### Tarefas a realizar
A. Liste os serviços que, segundo o texto sobre Retail Media, a Capgemini oferece.
B. Redigite sem alterações as linhas dos dados, começando na que contém "Objective — one dot per instance of the white-edged" e terminando na última linha dos dados. Deixe as imagens de fora.

----- Texto fornecido -----

O Retail Media permite que anunciantes alcancem consumidores por meio das propriedades digitais dos varejistas, representam uma mudança significativa na forma como os varejistas aproveitam seu ativo mais valioso: os dados first party.
Embora o potencial para geração de receita de alta margem e a colaboração aprimorada com fornecedores sejam atrativos, a implementação do Retail Media apresenta desafios estratégicos e operacionais complexos que exigem consideração cuidadosa.
É justamente sobre esses desafios que vamos falar no artigo de hoje, baseado no conteúdo publicado por Ollie East, da Capgemini, multinacional francesa que oferece serviços de consultoria, tecnologia e terceirização.
A promessa do Retail Media
Para os varejistas, a atratividade do Retail Media é clara e convincente. Ao utilizar seus dados primários (first party), os varejistas podem oferecer às marcas algo inestimável: a capacidade de alcançar consumidores com publicidade altamente segmentada no momento da intenção de compra.

----- Dados da tarefa -----

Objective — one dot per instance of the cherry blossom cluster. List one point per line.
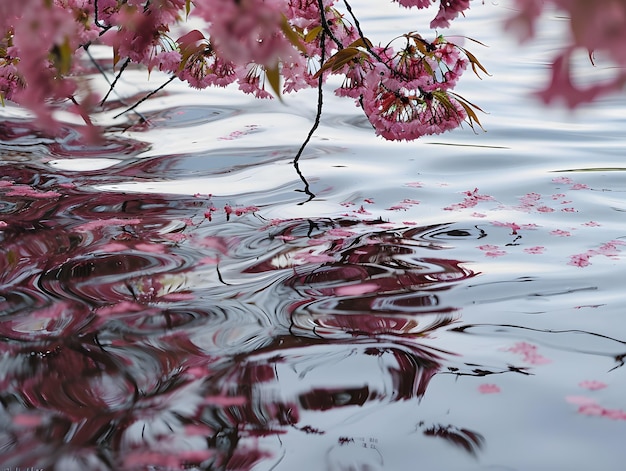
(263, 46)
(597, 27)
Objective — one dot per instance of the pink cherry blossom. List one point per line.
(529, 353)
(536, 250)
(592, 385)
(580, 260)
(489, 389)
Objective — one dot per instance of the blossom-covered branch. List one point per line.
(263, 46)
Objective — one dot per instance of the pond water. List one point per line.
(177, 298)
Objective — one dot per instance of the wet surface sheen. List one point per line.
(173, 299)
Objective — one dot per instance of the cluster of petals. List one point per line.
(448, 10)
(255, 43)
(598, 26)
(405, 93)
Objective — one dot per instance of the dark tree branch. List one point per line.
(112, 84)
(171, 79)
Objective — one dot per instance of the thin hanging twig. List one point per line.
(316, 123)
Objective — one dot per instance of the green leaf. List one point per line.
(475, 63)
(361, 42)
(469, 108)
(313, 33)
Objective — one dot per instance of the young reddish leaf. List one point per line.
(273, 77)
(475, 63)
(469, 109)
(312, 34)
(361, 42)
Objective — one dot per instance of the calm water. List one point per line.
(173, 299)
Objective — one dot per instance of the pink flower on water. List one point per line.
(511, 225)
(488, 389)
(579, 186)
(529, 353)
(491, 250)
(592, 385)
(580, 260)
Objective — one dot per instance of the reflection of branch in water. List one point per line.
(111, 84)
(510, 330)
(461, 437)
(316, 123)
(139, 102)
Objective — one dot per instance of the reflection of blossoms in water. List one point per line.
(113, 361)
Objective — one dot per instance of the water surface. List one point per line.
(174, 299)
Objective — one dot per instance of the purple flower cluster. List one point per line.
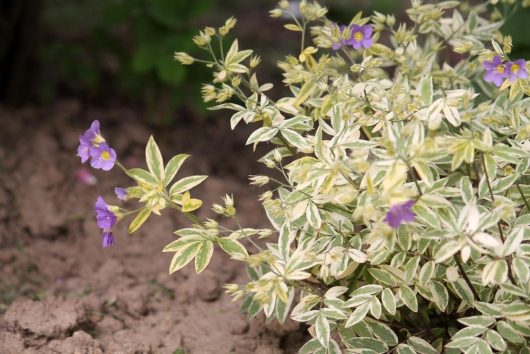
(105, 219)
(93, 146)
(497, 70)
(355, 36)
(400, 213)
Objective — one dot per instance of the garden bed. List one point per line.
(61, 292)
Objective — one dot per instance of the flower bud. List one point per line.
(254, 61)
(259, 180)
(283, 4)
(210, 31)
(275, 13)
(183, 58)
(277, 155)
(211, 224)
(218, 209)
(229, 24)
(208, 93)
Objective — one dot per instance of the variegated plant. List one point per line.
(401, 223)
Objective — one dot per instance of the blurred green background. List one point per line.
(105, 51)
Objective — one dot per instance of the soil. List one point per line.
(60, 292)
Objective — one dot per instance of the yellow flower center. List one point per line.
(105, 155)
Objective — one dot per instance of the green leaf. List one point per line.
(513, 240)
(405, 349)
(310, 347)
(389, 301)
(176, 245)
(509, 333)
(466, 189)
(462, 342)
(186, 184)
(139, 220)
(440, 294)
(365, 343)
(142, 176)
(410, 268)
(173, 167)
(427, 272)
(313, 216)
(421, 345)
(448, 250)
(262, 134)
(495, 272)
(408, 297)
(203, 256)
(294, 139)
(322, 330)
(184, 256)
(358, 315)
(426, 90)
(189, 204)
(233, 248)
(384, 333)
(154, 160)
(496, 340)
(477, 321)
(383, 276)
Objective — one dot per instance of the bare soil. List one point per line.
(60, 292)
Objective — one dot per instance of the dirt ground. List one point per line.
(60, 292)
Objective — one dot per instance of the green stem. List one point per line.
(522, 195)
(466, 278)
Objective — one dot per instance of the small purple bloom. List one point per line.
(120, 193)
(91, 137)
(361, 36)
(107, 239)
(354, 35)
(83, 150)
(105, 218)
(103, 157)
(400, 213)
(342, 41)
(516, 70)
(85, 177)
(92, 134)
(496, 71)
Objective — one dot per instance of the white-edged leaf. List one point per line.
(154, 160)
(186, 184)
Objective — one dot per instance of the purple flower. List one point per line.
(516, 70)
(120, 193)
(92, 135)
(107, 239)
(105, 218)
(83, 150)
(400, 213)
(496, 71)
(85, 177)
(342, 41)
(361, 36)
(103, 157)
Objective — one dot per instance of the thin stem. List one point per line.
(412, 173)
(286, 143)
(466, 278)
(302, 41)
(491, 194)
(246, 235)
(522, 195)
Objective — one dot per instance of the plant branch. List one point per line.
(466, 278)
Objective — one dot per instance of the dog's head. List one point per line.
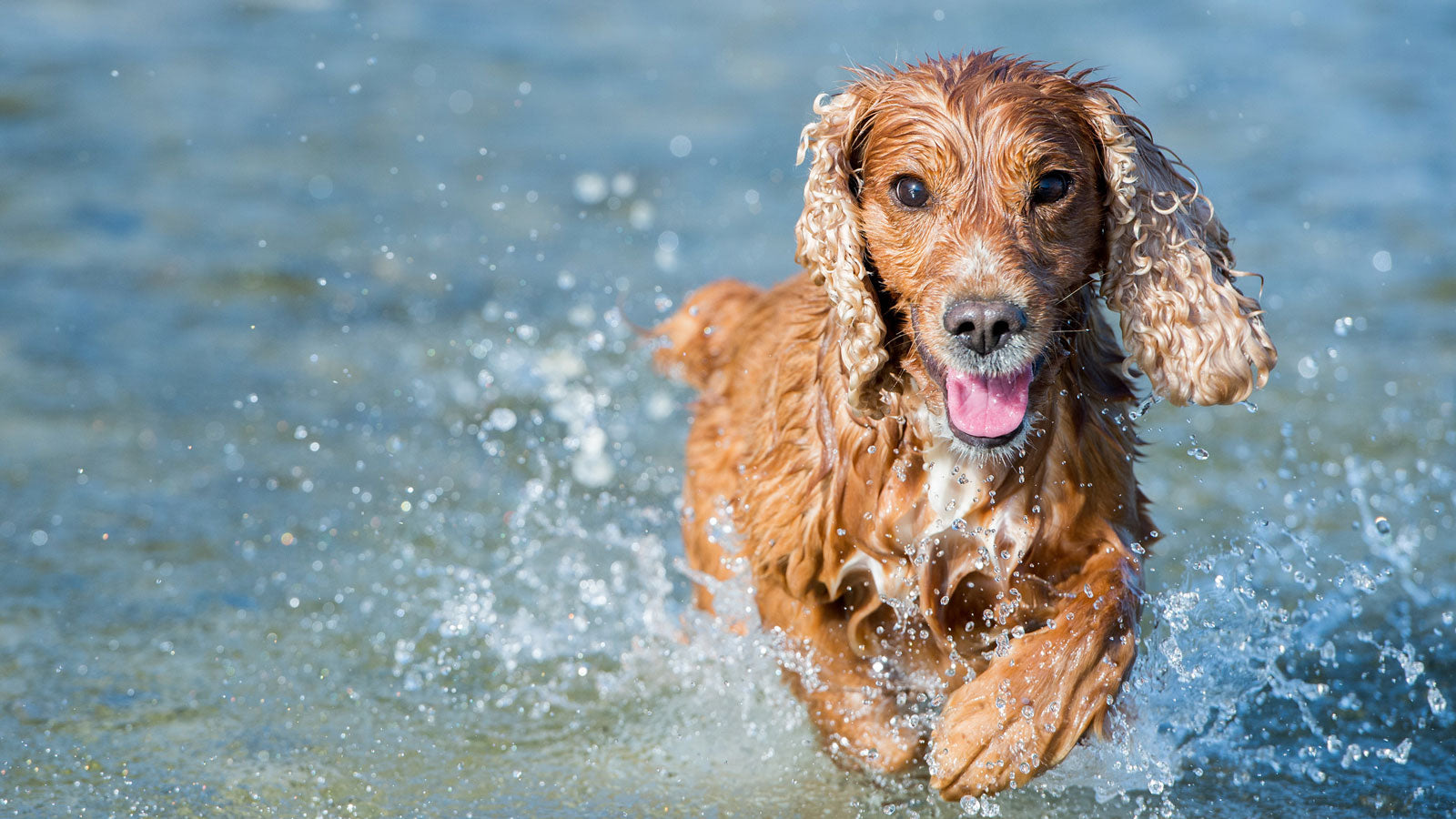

-----

### Exercício resolvido
A. Consultoria, tecnologia e terceirização.

B.
Objective — one dot per instance of the white-edged leaf. List one point per line.
(154, 160)
(186, 184)
Objective — one dot per instance of the purple flower. List one point per line.
(516, 70)
(120, 193)
(92, 135)
(107, 239)
(105, 218)
(83, 150)
(400, 213)
(496, 71)
(85, 177)
(342, 41)
(361, 36)
(103, 157)
Objective — one dot per instance of the thin stem. List one point per line.
(412, 173)
(286, 143)
(466, 278)
(302, 41)
(491, 194)
(246, 235)
(522, 195)
Objective — one dot per instance of the plant branch. List one point per line.
(466, 278)
Objective — one dot per instance of the dog's head. List one point per line.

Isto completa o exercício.